— start of Material for the task —

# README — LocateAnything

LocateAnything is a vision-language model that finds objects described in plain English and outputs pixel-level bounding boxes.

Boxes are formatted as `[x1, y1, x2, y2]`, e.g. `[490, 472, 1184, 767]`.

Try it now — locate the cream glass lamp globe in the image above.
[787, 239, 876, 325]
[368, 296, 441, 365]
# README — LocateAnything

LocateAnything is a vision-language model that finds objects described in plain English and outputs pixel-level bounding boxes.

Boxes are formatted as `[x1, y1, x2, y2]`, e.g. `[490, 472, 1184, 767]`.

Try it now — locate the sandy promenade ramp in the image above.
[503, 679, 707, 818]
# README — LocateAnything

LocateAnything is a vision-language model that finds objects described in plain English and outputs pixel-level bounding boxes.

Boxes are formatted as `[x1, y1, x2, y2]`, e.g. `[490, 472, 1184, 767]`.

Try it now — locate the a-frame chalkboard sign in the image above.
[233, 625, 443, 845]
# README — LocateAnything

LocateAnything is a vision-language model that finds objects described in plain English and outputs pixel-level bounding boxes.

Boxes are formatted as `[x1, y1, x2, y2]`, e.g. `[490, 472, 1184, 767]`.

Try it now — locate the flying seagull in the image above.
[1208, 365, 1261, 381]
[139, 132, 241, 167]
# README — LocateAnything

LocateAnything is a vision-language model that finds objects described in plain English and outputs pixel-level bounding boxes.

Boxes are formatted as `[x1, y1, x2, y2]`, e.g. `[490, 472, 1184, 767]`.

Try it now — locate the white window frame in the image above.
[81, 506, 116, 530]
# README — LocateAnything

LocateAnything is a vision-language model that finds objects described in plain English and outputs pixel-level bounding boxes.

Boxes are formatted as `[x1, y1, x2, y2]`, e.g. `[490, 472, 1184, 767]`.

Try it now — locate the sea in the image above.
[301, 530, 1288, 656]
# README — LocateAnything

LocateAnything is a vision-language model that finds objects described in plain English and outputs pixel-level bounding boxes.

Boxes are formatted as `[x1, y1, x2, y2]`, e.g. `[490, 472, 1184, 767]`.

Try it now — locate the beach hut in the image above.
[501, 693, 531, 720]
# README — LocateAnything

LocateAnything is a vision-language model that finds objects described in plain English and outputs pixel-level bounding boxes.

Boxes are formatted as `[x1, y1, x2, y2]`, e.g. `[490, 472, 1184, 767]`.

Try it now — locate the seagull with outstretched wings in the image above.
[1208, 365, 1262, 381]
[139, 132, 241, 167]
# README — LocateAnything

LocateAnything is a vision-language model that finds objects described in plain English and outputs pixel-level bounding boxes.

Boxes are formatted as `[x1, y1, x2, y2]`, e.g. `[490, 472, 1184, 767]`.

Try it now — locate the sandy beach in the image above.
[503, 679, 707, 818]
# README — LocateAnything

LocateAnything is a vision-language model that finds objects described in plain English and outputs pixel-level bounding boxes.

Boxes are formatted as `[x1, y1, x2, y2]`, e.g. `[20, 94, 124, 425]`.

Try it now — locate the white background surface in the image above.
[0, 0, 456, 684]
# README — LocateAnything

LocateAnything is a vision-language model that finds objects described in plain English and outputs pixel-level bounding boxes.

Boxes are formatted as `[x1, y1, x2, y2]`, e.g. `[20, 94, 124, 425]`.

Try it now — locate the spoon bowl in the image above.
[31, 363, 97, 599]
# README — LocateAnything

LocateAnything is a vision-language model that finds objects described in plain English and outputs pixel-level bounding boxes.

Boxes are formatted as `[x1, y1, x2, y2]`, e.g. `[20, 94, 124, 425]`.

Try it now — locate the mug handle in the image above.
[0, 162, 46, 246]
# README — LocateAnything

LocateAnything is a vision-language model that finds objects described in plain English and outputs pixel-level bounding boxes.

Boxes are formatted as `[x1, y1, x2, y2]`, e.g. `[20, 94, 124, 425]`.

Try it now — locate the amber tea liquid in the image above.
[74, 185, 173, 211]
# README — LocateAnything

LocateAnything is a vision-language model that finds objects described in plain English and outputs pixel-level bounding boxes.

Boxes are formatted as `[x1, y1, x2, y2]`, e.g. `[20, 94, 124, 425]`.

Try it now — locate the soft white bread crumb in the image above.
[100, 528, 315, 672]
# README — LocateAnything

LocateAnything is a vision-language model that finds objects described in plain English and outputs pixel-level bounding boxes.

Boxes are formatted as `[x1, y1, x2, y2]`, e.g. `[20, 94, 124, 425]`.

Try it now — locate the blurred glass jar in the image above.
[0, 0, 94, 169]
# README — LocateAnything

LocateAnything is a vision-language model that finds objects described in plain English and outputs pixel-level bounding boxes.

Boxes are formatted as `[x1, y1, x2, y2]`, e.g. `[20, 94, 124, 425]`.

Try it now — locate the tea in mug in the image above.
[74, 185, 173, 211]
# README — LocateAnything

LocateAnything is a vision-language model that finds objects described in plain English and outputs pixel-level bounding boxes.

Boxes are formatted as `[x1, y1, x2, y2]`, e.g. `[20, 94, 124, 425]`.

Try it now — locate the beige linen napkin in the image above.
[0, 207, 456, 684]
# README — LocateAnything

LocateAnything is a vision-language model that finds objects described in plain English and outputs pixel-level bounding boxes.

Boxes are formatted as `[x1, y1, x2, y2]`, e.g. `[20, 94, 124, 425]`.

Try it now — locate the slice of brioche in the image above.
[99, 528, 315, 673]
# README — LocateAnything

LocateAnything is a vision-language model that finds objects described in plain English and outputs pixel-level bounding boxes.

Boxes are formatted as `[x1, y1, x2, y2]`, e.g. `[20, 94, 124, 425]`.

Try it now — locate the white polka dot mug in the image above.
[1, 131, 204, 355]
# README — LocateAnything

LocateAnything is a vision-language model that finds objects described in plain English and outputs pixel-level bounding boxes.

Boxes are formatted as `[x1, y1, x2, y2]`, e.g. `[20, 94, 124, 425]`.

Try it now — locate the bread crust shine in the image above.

— end of Material for the task —

Exercise prompt
Can you copy out the entire listing above verbatim, from its first line through its last?

Answer for this exercise
# README — LocateAnything

LocateAnything is a vision-language model that finds objects described in plain English and outputs pixel-level bounding boxes.

Boxes are formatted as `[x1, y1, x2, y2]`, e.g. `[490, 472, 1184, 767]`.

Try it now — locate the cream glass lamp globe in the image above.
[787, 239, 876, 325]
[368, 296, 441, 365]
# README — LocateAnything

LocateAnything is a vision-language model that finds objects described in plain English and outputs pixel-level bounding boxes.

Boxes are formatted as `[x1, y1, x2, y2]`, e.g. `[490, 472, 1184, 767]`.

Try it now — locate the sandy promenade ramp in the image above.
[503, 679, 707, 818]
# README — LocateAnything

LocateAnything is a vision-language model that finds objects described in plain English and outputs pixel-level bounding boxes.

Boxes are formatted as `[x1, y1, x2, y2]`, e.g. `[490, 472, 1184, 767]`.

Try it now — locate the a-frame chalkboard sign in the image above.
[233, 625, 443, 845]
# README — LocateAnything

LocateAnything is a vision-language model that finds objects described in plain English and outputs pixel-level bounding boxes.

Boxes are formatted as `[x1, y1, x2, y2]`, e.g. `[490, 472, 1184, 767]`.

Try it now — locate the flying seagull in the image above.
[1208, 365, 1261, 381]
[139, 132, 241, 167]
# README — LocateAnything

LocateAnything is a vision-language model that finds objects described in plain English and outputs pixel-level bounding boxes.

Boxes are formatted as `[x1, y1, x2, y2]`, e.g. `[490, 472, 1184, 767]`.

Try it now — locate the white window frame in the image above.
[81, 506, 116, 530]
# README — LocateAnything

LocateAnything is a vision-language model that finds objects described in plain English and outputs pixel-level bounding boxes.

Boxes are formatted as `[x1, y1, x2, y2]`, e.g. `[490, 472, 1184, 767]`.

Try it now — locate the sea in the image above.
[301, 530, 1288, 656]
# README — LocateAnything

LocateAnything is a vision-language model that finds objects described in plain English and outputs pixel-level bounding boxes.

Boxes are formatted as `[x1, y1, x2, y2]`, e.g. `[490, 472, 1184, 767]`.

Try it now — locate the beach hut in the image above.
[501, 693, 531, 720]
# README — LocateAnything

LocateAnything is a vision-language model that finds objects described in plain English and outputs pixel-level bounding boxes.

Boxes are formatted as `[x1, y1, x2, y2]`, e.g. `[490, 472, 1184, 767]`.

Try it now — locate the seagull with outstretched wings in the image above.
[1208, 365, 1262, 381]
[139, 132, 241, 167]
# README — LocateAnything

LocateAnything is a vision-language model that finds objects described in plain English and outputs pixel-level bounding boxes.

Boxes are formatted as `[x1, y1, x2, y2]`, e.g. `[490, 472, 1184, 767]`.

Try it now — locate the sandy beach in the image above.
[503, 679, 707, 818]
# README — LocateAnything

LocateAnything is a vision-language model that finds objects described in plain English and outputs pixel-level bounding boxes.

Boxes are formatted as `[x1, y1, x2, y2]`, e.g. `[20, 94, 124, 425]`.

Try it now — locate the white background surface in the image above.
[0, 0, 456, 684]
# README — LocateAnything

LocateAnything is a vision-language model that finds objects described in plain English and outputs pixel-level bounding boxes.

Boxes are formatted as `[x1, y1, x2, y2]`, e.g. `[20, 94, 124, 425]`.

Try it now — locate the spoon bowl in the image above.
[31, 363, 97, 599]
# README — LocateAnything

LocateAnything is a vision-language model that finds objects described in plain English and outputs pixel-level bounding boxes.

Boxes are formatted as `[x1, y1, x2, y2]`, e.g. `[20, 94, 124, 425]`.

Try it now — locate the mug handle in the image above.
[0, 162, 46, 246]
# README — LocateAnything

LocateAnything is a vision-language model that finds objects described in plain English and outputs pixel-level bounding boxes.

Boxes are formatted as `[x1, y1, x2, y2]`, e.g. `[20, 94, 124, 425]`.

Try it now — locate the amber tea liquid in the image above.
[74, 185, 173, 211]
# README — LocateAnything

LocateAnything is a vision-language model that finds objects described in plain English and outputs pixel-level bounding boxes.

Boxes are formatted as `[x1, y1, x2, y2]`, e.g. `[20, 94, 124, 425]`.

Try it now — locate the soft white bread crumb in the image above.
[100, 528, 315, 672]
# README — LocateAnything

LocateAnything is a vision-language model that finds objects described in plain English and outputs pixel-level bounding boxes.

Boxes are formatted as `[x1, y1, x2, y2]`, e.g. `[20, 94, 124, 425]`.

Try it now — locate the blurred glass jar in the image above.
[0, 0, 94, 169]
# README — LocateAnything

LocateAnything is a vision-language model that finds objects described in plain English and outputs pixel-level bounding boxes.

Boxes are formatted as `[x1, y1, x2, y2]`, e.g. `[20, 94, 124, 425]`.

Try it now — locate the tea in mug in the image above.
[74, 185, 173, 211]
# README — LocateAnything

LocateAnything is a vision-language model that finds objects described in plain English and outputs pixel-level bounding boxes.

Boxes are formatted as `[x1, y1, x2, y2]`, e.g. `[20, 94, 124, 425]`.

Try it now — locate the beige linen napkin in the image above.
[0, 207, 456, 684]
# README — LocateAnything

LocateAnything is a vision-language model that finds objects described in plain English and outputs pixel-level bounding boxes.

Boxes are formatted as `[x1, y1, x2, y2]`, e.g. `[20, 94, 124, 425]`.

Try it now — locate the slice of brioche in the image above.
[99, 528, 315, 673]
# README — LocateAnything

LocateAnything is a vision-language model that finds objects described in plain English and outputs pixel-level bounding boxes.

Boxes are formatted as `[x1, y1, x2, y2]`, e.g. `[20, 94, 124, 425]`.

Try it now — locate the white polka dot mug in the image above.
[1, 131, 204, 355]
# README — LocateAnything

LocateAnything is a vision-language model that finds objects described in plain English and outputs pixel-level bounding boxes.

Boxes are formatted as `[x1, y1, x2, y2]`, e.g. `[20, 94, 124, 425]`.

Try it now — locate the bread crust shine in the image above.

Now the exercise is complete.